** Given information **

- - -

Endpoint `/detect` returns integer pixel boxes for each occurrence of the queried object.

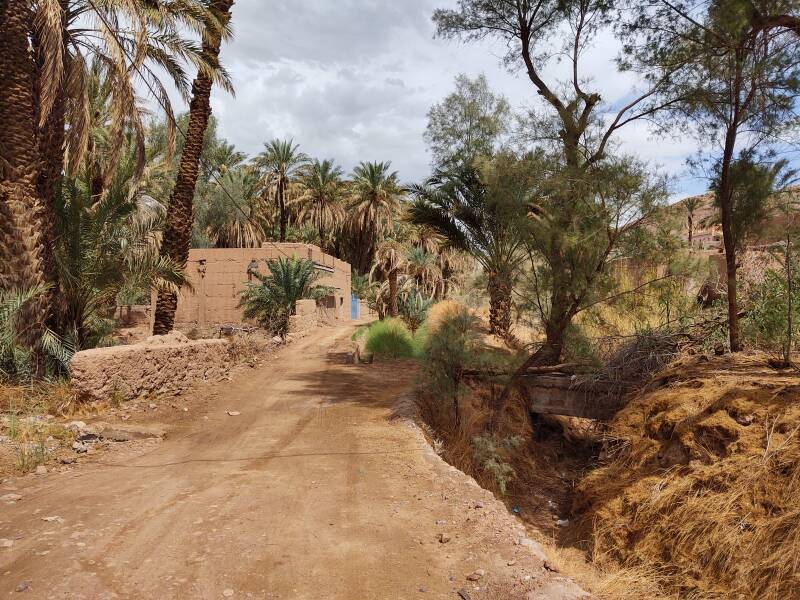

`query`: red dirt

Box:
[0,328,580,600]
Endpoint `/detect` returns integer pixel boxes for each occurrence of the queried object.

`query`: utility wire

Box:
[88,0,293,259]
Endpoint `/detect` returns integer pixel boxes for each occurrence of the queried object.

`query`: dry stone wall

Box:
[71,332,235,402]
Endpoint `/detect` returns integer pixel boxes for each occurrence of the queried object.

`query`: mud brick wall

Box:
[162,244,351,331]
[70,333,234,402]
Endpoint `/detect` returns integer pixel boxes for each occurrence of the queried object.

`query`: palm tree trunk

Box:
[389,269,400,317]
[278,181,289,242]
[489,275,511,337]
[153,0,233,335]
[31,0,69,305]
[0,0,52,360]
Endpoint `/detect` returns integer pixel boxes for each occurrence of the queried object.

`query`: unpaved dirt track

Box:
[0,328,588,600]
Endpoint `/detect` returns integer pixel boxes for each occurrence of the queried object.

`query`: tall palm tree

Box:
[153,0,233,335]
[0,0,52,352]
[349,162,403,273]
[254,139,309,242]
[204,167,267,248]
[36,0,225,206]
[409,167,524,336]
[406,247,442,298]
[683,196,700,248]
[297,160,344,249]
[370,240,407,317]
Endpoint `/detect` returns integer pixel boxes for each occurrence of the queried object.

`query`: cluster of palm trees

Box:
[0,0,233,373]
[187,131,470,316]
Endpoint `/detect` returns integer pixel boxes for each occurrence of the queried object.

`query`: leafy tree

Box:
[347,162,403,273]
[253,140,309,242]
[409,159,525,335]
[405,246,442,298]
[199,167,269,248]
[370,239,407,317]
[153,0,233,335]
[240,257,331,337]
[433,0,683,376]
[297,160,344,249]
[0,287,74,378]
[55,173,187,350]
[400,288,433,334]
[682,196,700,248]
[425,74,511,168]
[623,0,800,352]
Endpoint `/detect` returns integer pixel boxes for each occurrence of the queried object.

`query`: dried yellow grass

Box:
[573,355,800,599]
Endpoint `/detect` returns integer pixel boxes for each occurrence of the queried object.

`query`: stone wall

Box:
[289,300,324,333]
[70,332,235,402]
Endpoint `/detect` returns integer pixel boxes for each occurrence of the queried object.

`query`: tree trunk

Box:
[153,0,233,335]
[719,125,742,352]
[32,0,69,300]
[489,275,511,337]
[389,269,400,317]
[0,0,52,370]
[278,181,289,242]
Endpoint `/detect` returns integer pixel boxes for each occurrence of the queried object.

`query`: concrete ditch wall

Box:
[71,332,235,402]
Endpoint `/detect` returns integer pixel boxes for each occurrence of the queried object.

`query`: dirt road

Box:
[0,328,588,600]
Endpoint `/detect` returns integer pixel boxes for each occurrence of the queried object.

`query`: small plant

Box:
[239,257,332,337]
[472,435,525,495]
[400,288,433,334]
[366,319,414,359]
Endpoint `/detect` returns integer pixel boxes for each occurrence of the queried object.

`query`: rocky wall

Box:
[70,332,235,402]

- - -

** Task goal **
Could you copy the data word for word, starting with its first line and going on through the line with "[88,0,293,259]", and leave out any pictures?

** Solution to the problem **
Endpoint `/detect` returns integer pixel boxes for each occurrence of the queried object.


`query`: red dirt

Box:
[0,328,580,600]
Endpoint `/detect` returns integer pixel boxes for each occurrence of the queried object.

`query`: utility wire

Box:
[88,0,293,259]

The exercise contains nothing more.